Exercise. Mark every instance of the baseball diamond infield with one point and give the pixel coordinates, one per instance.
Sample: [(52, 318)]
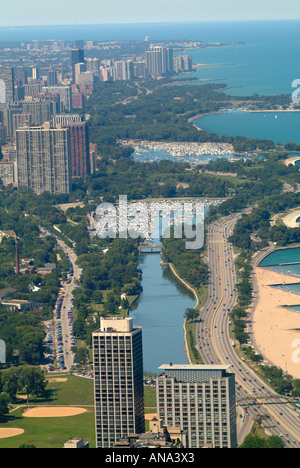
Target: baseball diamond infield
[(53, 412)]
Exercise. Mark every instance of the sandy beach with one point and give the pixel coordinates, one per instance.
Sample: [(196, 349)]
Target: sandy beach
[(277, 329)]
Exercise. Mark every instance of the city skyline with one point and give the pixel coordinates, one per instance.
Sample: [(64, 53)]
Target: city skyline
[(132, 11)]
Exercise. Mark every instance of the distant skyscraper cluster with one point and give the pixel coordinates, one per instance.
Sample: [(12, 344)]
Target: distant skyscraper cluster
[(47, 144)]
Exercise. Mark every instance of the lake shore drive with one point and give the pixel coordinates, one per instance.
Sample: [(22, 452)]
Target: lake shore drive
[(275, 327)]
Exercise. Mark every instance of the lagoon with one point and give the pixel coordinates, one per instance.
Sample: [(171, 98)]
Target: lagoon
[(160, 312)]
□ □ □ □ □ □ □
Description of the task: Your answer should reproduce each line of the listing that holds the word "Exercise".

Answer to this problem:
Exercise. Mark every instance of the baseball diamond infield with one point and give the pixel coordinates, one per instance.
Exercise. Mark every instance of the sandy beach with one point and give the pixel coordinates, one per instance.
Exercise. Mark every instance of the city skyline with one point and give the pixel coordinates, one per instance.
Exercise. Mark every instance of the distant skyscraper cluster with one point and give the pixel coordinates, one per instance.
Exercise. Mark every instance of the lake shore drive with one point and give the pixel coordinates, one per instance.
Exercise. Mark every instance of the lagoon with one point and give the pixel coordinates, one per instance.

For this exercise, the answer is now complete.